マーケティング企画書は、特定のマーケティング活動を計画・実行する際に、その目的や戦略、施策を明確にし、関係者やチームメンバーと共有するために作成します。
具体的な目的や状況に応じて、作成のタイミングや内容が変わります。以下に、いくつかの具体例を挙げて、マーケティング企画書が作成される状況を説明します。

INDEX

マーケティング企画書はどんなときに書く?

1. 新商品・サービスの発売

新しい商品やサービスを市場に投入する際、マーケティング企画書を作成して、商品・サービスの特徴、ターゲット市場、競争優位性、販売戦略を整理し、実行プランを立てます。

具体例:

企業:ファッションブランドが新しい秋冬コレクションを発売する。
目的:新商品の認知度向上、売上達成。
内容:
市場分析:ターゲット市場(20代〜30代の都市部の若者層)を特定。
競合分析:主要競合(他のファッションブランド)を調査し、差別化ポイントを明確化。
戦略:SNSキャンペーン、インフルエンサーマーケティング、ポップアップストアの設置などを提案。
この場合、企画書は新商品のローンチに向けた具体的な戦略と実行プランを含みます。

2. 季節やイベントに合わせたプロモーションキャンペーン

特定のシーズンやイベント(例:バレンタインデー、クリスマス、セールなど)に合わせたキャンペーンを実施する際に、どのようにプロモーションを行うかをまとめるために企画書を作成します。

具体例:

企業:オンライン小売店が年末セールを実施する。
目的:セール期間中の売上を最大化し、リピーターを増加させる。
内容:
ターゲット:過去に購入履歴がある顧客、または新規顧客。
キャンペーン戦略:割引クーポン、送料無料、特定商品をセット販売。
プロモーション:メールマーケティング、SNS広告、広告バナーなどでキャンペーンを告知。
KPI設定:売上目標、クリック率、コンバージョン率。
ここでは、特定の期間に向けたマーケティング戦略を策定するため、タイムリーにマーケティング企画書が必要になります。

3. ブランド認知度の向上やイメージ戦略の構築

ブランドの認知度を高めるためや、ブランドイメージを変更・強化するためのキャンペーンや戦略を策定する際に作成します。

• **提供項目**:
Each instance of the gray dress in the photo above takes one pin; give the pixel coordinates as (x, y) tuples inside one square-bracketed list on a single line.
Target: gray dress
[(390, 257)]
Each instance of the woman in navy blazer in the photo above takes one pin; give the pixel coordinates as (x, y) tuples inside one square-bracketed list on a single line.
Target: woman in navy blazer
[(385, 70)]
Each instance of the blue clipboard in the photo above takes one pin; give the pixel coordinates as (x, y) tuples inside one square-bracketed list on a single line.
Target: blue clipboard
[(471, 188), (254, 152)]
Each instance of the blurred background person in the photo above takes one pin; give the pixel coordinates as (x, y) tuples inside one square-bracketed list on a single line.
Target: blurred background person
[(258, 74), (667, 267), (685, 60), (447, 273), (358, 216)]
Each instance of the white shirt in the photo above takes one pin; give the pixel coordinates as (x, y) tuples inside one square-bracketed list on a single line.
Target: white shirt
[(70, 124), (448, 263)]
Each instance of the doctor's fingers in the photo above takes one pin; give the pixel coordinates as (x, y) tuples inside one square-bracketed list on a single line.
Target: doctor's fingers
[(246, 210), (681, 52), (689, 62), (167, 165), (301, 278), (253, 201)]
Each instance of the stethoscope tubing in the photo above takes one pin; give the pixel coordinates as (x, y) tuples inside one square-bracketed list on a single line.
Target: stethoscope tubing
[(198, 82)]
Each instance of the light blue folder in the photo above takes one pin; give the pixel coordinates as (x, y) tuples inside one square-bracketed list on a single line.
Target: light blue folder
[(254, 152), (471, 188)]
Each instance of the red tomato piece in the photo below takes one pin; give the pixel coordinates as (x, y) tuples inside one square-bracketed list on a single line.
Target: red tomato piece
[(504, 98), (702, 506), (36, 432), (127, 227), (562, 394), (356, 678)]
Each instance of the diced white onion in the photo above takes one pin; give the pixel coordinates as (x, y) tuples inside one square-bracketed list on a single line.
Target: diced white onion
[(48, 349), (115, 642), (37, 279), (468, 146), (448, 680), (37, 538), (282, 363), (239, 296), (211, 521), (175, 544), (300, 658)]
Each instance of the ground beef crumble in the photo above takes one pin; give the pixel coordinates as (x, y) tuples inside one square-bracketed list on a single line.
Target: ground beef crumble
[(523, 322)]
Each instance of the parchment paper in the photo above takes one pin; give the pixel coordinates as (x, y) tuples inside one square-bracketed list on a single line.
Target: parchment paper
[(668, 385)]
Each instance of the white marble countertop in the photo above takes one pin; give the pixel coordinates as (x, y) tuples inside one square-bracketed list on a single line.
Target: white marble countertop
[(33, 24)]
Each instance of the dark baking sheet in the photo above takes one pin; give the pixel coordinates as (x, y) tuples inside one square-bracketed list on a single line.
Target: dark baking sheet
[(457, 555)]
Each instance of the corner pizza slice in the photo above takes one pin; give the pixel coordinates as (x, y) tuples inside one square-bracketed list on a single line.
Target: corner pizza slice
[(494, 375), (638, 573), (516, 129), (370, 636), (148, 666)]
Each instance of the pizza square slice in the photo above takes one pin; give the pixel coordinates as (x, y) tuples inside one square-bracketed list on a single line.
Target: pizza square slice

• **指示内容**: マーケティング企画書の解説文の年末セールの具体例で、KPI設定として挙げられている指標をすべて書き出せ。 項目はマーケティング企画書の解説文とは別の出典から取られている。

• **解答**: 売上目標、クリック率、コンバージョン率